Sandy Ryza [00:09:56]:
Yeah. I mean, first first of all, that sounds like a challenging, perhaps fun job you have ahead of you. Second of all, I'm kinda surprised it's taken this long, given how long ago it sparked moved away from. 3rd of all, yeah, I mean, you know, it really depends on what's driving your commitment behind the original project. Right? In my case, it was this kind of proof of concept, for Spark and time series data. I think it it outlived, outlived its utility, but a lot of people depend on Spark ML. Right?

Ben Wilson [00:10:38]:
There's a few. You know, 1 or 2 companies out there.

Sandy Ryza [00:10:41]:
That's right. That's right. That's sounds like, sounds like archiving it is not always in the cards.

Ben Wilson [00:10:48]:
Oh, yeah. We're we're definitely not arch archiving it.

Sandy Ryza [00:10:53]:
But, but, yeah, I I do think that, in in many cases, a a change like an underlying framework is is big enough to kind of kill projects that live on top of it. Or they, you know, they can, you know, be the final straw that, like, leads the contributor to stop working on it, and the project kinda languishes into oblivion.

:: Coordinate labeling entries ::
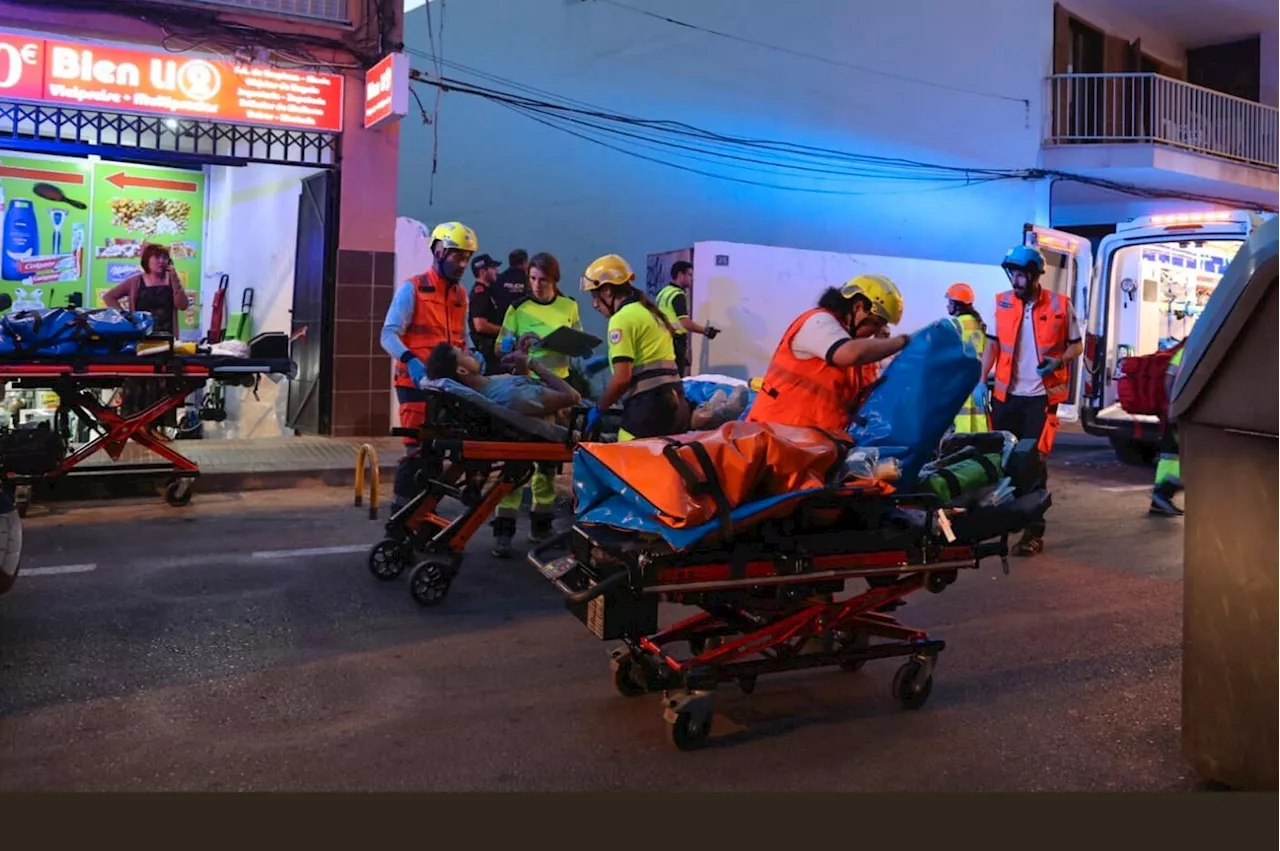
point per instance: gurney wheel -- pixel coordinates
(909, 689)
(388, 559)
(429, 582)
(688, 735)
(624, 678)
(179, 492)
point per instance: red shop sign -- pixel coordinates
(164, 83)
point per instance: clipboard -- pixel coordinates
(566, 341)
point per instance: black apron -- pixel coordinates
(142, 393)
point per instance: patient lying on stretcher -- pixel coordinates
(544, 396)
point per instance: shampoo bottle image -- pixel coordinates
(58, 218)
(21, 237)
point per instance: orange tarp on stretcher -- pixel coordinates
(745, 462)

:: DIRECTIVE A ::
In the conversation about Spark, what does Sandy Ryza say his original project was?
:: DIRECTIVE B ::
Extend the conversation about Spark, starting after its last line.
You can skip the records; they aren't needed here.

:: FINAL ANSWER A ::
A proof of concept for Spark and time series data.

:: FINAL ANSWER B ::
Michael Berk [00:11:18]:
I have a question for both of you. So when you're building a new project, you have to choose your stack. Let's just stick with Python for now. How do you go about selecting libraries? Obviously, they have to be stable. Obviously, they have to do the thing you want in a relatively performant way. But what's the process of saying, hey. We'll use this versus not this. We'll build it in base Python, or we'll add a PIP dependency.

Michael Berk [00:11:44]:
How do you think about that?

Sandy Ryza [00:11:47]:
Yeah. I, you know, I wish that we had a more rigorous way of thinking about it. We definitely made some choices, in DAGSTER that we've come to regret in the future. An example of one of those choices is Pendulum. So I don't know if you're familiar with Pendulum, but it's this, Python datetime processing library. Like, the kind of analogy in in my mind is in the old Java days, there was, like, the original Java datetime APIs, which were terrible. Then this library called JOTA time came out, which is, like, third party library everyone used instead. And so pendulum is, like, kind of the JOTA time of Python.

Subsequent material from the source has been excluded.